Collected data entries
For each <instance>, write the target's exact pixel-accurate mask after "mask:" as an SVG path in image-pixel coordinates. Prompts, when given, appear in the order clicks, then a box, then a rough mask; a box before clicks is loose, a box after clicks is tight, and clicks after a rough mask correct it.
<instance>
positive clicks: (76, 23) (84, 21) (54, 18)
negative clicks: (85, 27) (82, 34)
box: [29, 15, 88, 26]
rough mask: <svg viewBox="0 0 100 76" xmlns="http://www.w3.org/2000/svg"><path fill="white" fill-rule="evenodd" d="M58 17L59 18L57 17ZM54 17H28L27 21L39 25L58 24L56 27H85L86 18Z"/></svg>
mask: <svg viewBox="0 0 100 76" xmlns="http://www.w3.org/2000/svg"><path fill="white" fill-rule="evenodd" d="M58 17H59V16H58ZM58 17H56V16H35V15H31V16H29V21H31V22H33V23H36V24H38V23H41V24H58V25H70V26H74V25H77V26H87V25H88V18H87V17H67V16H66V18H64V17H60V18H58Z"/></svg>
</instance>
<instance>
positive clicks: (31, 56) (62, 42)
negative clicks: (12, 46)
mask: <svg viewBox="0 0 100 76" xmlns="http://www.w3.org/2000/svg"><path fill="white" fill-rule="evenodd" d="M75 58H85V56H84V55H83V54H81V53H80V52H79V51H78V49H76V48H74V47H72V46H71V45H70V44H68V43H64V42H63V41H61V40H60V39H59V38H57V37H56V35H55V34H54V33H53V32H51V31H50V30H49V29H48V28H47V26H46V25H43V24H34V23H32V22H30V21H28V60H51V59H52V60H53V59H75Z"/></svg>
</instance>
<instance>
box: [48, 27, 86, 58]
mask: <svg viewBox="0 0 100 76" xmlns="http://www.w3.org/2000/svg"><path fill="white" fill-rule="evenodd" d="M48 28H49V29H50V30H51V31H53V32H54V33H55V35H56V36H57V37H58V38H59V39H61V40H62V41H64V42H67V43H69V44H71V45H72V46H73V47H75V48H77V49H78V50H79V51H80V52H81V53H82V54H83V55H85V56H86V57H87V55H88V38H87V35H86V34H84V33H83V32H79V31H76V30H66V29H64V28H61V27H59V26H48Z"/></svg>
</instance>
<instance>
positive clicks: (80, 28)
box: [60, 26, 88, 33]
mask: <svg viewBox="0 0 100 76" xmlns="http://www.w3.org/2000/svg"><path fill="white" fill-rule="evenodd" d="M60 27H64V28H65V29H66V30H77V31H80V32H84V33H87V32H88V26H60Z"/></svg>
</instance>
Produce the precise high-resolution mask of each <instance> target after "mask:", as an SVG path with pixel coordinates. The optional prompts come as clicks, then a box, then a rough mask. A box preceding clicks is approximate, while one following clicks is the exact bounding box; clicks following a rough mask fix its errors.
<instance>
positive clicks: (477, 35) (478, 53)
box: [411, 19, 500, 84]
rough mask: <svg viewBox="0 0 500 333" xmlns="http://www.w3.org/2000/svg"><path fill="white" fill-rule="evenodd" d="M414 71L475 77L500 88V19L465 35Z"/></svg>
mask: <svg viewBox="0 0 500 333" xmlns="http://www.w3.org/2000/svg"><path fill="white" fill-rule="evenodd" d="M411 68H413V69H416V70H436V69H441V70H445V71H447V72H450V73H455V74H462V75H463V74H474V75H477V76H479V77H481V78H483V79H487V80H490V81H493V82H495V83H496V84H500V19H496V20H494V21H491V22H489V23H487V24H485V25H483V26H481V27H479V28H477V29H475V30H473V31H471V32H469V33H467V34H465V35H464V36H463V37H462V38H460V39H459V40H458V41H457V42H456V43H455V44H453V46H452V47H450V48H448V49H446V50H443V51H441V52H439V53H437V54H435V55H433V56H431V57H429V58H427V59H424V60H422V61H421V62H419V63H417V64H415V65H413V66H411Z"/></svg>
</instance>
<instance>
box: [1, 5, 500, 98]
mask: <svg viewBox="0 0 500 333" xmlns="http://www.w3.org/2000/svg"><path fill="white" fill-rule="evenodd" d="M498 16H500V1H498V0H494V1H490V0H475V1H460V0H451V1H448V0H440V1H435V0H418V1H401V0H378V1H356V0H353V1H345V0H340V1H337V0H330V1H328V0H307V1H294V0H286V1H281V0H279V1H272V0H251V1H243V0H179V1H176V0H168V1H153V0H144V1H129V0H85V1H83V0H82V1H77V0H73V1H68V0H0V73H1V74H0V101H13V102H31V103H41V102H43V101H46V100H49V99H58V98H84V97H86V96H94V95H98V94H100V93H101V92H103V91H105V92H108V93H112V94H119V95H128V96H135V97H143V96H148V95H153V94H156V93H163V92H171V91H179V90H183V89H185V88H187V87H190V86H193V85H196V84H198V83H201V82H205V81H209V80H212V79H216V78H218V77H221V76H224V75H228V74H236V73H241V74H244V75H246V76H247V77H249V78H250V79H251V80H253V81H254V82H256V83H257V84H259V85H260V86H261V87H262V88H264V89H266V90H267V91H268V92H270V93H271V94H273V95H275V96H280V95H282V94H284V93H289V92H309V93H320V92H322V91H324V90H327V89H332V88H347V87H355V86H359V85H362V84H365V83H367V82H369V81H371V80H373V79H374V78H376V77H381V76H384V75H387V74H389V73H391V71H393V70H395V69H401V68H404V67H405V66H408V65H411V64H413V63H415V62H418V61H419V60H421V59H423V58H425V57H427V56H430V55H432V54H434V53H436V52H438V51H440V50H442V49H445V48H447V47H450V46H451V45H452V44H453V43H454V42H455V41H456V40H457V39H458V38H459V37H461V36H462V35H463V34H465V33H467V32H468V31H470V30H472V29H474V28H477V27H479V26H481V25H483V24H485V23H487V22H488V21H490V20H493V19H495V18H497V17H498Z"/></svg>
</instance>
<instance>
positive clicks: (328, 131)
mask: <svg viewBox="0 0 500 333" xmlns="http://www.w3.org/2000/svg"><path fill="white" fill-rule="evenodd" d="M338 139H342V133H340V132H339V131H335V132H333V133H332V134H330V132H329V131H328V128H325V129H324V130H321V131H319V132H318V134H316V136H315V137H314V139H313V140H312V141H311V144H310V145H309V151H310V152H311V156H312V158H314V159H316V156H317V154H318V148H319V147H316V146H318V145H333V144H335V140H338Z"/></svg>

Work required: The entries above must be written out again exactly as they are.

Answer space:
For each <instance>, write the target's exact pixel-accurate mask after "mask:" as an SVG path in image-pixel coordinates. Prompts, when given, appear in the order clicks, then a box, then a rough mask; a box before clicks is loose, a box after clicks is tight, and clicks after a rough mask correct it.
<instance>
positive clicks: (76, 23) (84, 21) (54, 18)
negative clicks: (85, 27) (82, 34)
box: [29, 15, 88, 26]
rough mask: <svg viewBox="0 0 100 76" xmlns="http://www.w3.org/2000/svg"><path fill="white" fill-rule="evenodd" d="M58 17L59 18L57 17ZM54 17H28L27 21L39 25L58 24L56 27H85L86 18Z"/></svg>
mask: <svg viewBox="0 0 100 76" xmlns="http://www.w3.org/2000/svg"><path fill="white" fill-rule="evenodd" d="M58 17H59V16H58ZM58 17H56V16H35V15H31V16H29V21H31V22H33V23H36V24H38V23H41V24H58V25H70V26H74V25H77V26H87V25H88V18H87V17H67V16H66V18H64V17H60V18H58Z"/></svg>
</instance>
<instance>
positive clicks: (31, 56) (62, 42)
negative clicks: (12, 46)
mask: <svg viewBox="0 0 100 76" xmlns="http://www.w3.org/2000/svg"><path fill="white" fill-rule="evenodd" d="M75 58H85V56H84V55H83V54H81V53H80V52H79V51H78V49H76V48H74V47H72V46H71V45H70V44H68V43H64V42H63V41H61V40H60V39H59V38H57V37H56V35H55V34H54V33H53V32H51V31H50V30H49V29H48V28H47V26H46V25H43V24H34V23H32V22H30V21H28V60H51V59H52V60H53V59H75Z"/></svg>
</instance>
<instance>
box: [48, 27, 86, 58]
mask: <svg viewBox="0 0 100 76" xmlns="http://www.w3.org/2000/svg"><path fill="white" fill-rule="evenodd" d="M48 28H49V29H50V30H51V31H53V32H54V33H55V35H56V36H57V37H58V38H59V39H61V40H62V41H64V42H67V43H69V44H71V45H72V46H73V47H75V48H77V49H78V50H79V51H80V52H81V53H82V54H83V55H85V56H86V57H87V55H88V38H87V35H86V34H84V33H83V32H79V31H76V30H66V29H64V28H61V27H59V26H48Z"/></svg>
</instance>
<instance>
positive clicks: (80, 28)
box: [60, 26, 88, 33]
mask: <svg viewBox="0 0 100 76" xmlns="http://www.w3.org/2000/svg"><path fill="white" fill-rule="evenodd" d="M60 27H64V28H65V29H66V30H77V31H80V32H84V33H87V32H88V26H60Z"/></svg>
</instance>
Produce the precise high-resolution mask of each <instance> target after "mask:", as an SVG path with pixel coordinates. The optional prompts come as clicks, then a box, then a rough mask. A box preceding clicks is approximate, while one following clicks is the exact bounding box; clicks following a rough mask fix its errors.
<instance>
positive clicks: (477, 35) (478, 53)
box: [411, 19, 500, 84]
rough mask: <svg viewBox="0 0 500 333" xmlns="http://www.w3.org/2000/svg"><path fill="white" fill-rule="evenodd" d="M414 71L475 77L500 88V19L465 35Z"/></svg>
mask: <svg viewBox="0 0 500 333" xmlns="http://www.w3.org/2000/svg"><path fill="white" fill-rule="evenodd" d="M411 68H413V69H416V70H436V69H441V70H445V71H447V72H450V73H455V74H462V75H463V74H474V75H477V76H479V77H481V78H483V79H487V80H490V81H493V82H495V83H496V84H500V19H496V20H494V21H491V22H489V23H487V24H485V25H483V26H481V27H479V28H477V29H475V30H473V31H471V32H469V33H467V34H465V35H464V36H463V37H462V38H460V39H459V40H458V41H457V42H456V43H455V44H453V46H452V47H450V48H448V49H446V50H443V51H441V52H439V53H437V54H435V55H433V56H431V57H429V58H427V59H424V60H422V61H421V62H419V63H417V64H415V65H413V66H411Z"/></svg>
</instance>
<instance>
box: [1, 5, 500, 98]
mask: <svg viewBox="0 0 500 333" xmlns="http://www.w3.org/2000/svg"><path fill="white" fill-rule="evenodd" d="M498 16H500V1H498V0H494V1H490V0H475V1H460V0H451V1H448V0H440V1H435V0H418V1H401V0H378V1H356V0H353V1H345V0H340V1H337V0H330V1H328V0H307V1H294V0H286V1H281V0H279V1H272V0H251V1H243V0H179V1H176V0H168V1H153V0H144V1H129V0H85V1H83V0H82V1H77V0H73V1H68V0H0V73H1V74H0V101H13V102H31V103H41V102H43V101H46V100H49V99H58V98H84V97H86V96H94V95H98V94H100V93H101V92H103V91H105V92H108V93H112V94H119V95H128V96H135V97H143V96H148V95H153V94H156V93H163V92H171V91H179V90H183V89H185V88H187V87H190V86H193V85H196V84H198V83H201V82H205V81H209V80H212V79H216V78H218V77H221V76H224V75H228V74H236V73H241V74H244V75H246V76H247V77H249V78H250V79H251V80H253V81H254V82H256V83H257V84H259V85H260V86H261V87H262V88H264V89H266V90H267V91H268V92H270V93H271V94H273V95H275V96H280V95H282V94H284V93H289V92H309V93H320V92H322V91H324V90H327V89H332V88H347V87H355V86H359V85H362V84H365V83H367V82H369V81H371V80H373V79H374V78H376V77H381V76H384V75H387V74H389V73H391V71H393V70H395V69H401V68H404V67H405V66H408V65H411V64H413V63H415V62H418V61H419V60H421V59H423V58H425V57H427V56H430V55H432V54H434V53H436V52H438V51H440V50H442V49H445V48H447V47H450V46H451V45H452V44H453V43H454V42H455V41H456V40H457V39H458V38H459V37H461V36H462V35H463V34H465V33H467V32H468V31H470V30H472V29H474V28H477V27H479V26H481V25H483V24H485V23H487V22H488V21H490V20H493V19H495V18H497V17H498Z"/></svg>
</instance>
<instance>
positive clicks: (328, 131)
mask: <svg viewBox="0 0 500 333" xmlns="http://www.w3.org/2000/svg"><path fill="white" fill-rule="evenodd" d="M338 139H342V133H340V132H339V131H335V132H333V133H332V134H330V132H329V131H328V128H325V129H324V130H321V131H319V132H318V134H316V136H315V137H314V139H313V140H312V141H311V144H310V145H309V151H310V152H311V156H312V158H314V159H316V156H317V154H318V148H319V147H316V146H318V145H333V144H335V140H338Z"/></svg>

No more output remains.